**RECORDED INFORMATION:**
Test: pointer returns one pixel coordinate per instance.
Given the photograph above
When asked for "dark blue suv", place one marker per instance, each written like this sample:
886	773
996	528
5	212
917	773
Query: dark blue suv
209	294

**EXERCISE DIRECTIONS:**
Reproduce the lines above word for word, keeping every character and line break unchanged.

**COMPLETED EXERCISE:**
Test: pointer returns one pixel coordinate per instance.
Given the photograph above
When asked for "dark blue suv", place one marker per instance, each written like this sample:
886	773
996	528
5	212
917	773
Query: dark blue suv
209	294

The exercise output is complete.